▶ [Aim 1] Report every line in the records that contains the word "cluster".
====== Source extract
Gem Shevket: 'I had no power over that office'
Gem Shevket: 'I had no power over that office'
Fraud trial hears millionaire deny giving
£2,500 gift to estate agent


‘I would have given some wine,’ says businessman who advised global investor Soros

ONE of the world’s most successful financial in­vestors appeared as a witness in a fraud trial on Friday to reject claims that he gave a gift of money to an estate agent accused of fraud.
Malcolm Green, 39, who is alleged to have swindled about £500,000 of savings, shares and jewellery from a vulnerable client, said he was used to receiving gifts from happy customers after the completion of property deals.
In interviews with the police, he said Nick Roditi – a millionaire who has acted as a financial ad­viser to global investor George Soros – had given £25,000 to help him with his business, Greenfields estate agency in Heath Street, Hampstead.
============
▶ [Aim 2] Translate this sentence from the fraud trial article above into Spanish: "Malcolm Green, 39, who is alleged to have swindled about £500,000 of savings, shares and jewellery from a vulnerable client, said he was used to receiving gifts from happy customers after the completion of property deals."
====== Supplied data
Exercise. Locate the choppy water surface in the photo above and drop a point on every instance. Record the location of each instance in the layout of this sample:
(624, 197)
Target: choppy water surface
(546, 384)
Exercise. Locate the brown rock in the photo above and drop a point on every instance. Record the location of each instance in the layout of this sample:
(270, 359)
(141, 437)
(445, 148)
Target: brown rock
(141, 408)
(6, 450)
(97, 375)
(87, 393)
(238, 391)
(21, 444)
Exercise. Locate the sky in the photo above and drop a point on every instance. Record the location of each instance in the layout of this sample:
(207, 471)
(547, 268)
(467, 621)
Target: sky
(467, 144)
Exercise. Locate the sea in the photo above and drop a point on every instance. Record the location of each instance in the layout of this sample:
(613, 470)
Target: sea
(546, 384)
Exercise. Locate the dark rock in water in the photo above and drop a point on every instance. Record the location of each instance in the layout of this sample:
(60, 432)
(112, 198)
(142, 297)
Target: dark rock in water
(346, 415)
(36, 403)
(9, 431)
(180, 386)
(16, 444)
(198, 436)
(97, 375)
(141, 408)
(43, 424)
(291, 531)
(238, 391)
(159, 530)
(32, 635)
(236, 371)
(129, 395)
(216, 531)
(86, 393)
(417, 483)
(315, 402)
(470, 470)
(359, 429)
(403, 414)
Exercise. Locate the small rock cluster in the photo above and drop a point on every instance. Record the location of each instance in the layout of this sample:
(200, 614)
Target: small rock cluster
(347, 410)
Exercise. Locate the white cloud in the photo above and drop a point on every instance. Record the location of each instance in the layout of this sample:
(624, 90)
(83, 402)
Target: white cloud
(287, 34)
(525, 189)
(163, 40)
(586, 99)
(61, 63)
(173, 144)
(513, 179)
============
▶ [Correct answer 1]
Exercise. Locate the small rock cluster in the photo above and drop a point on every instance. Record the location of each instance in the layout of this sample:
Target: small rock cluster

▶ [Correct answer 2] Malcolm Green, de 39 años, quien presuntamente estafó unas 500.000 libras en ahorros, acciones y joyas a un cliente vulnerable, dijo que estaba acostumbrado a recibir regalos de clientes satisfechos tras cerrar operaciones inmobiliarias.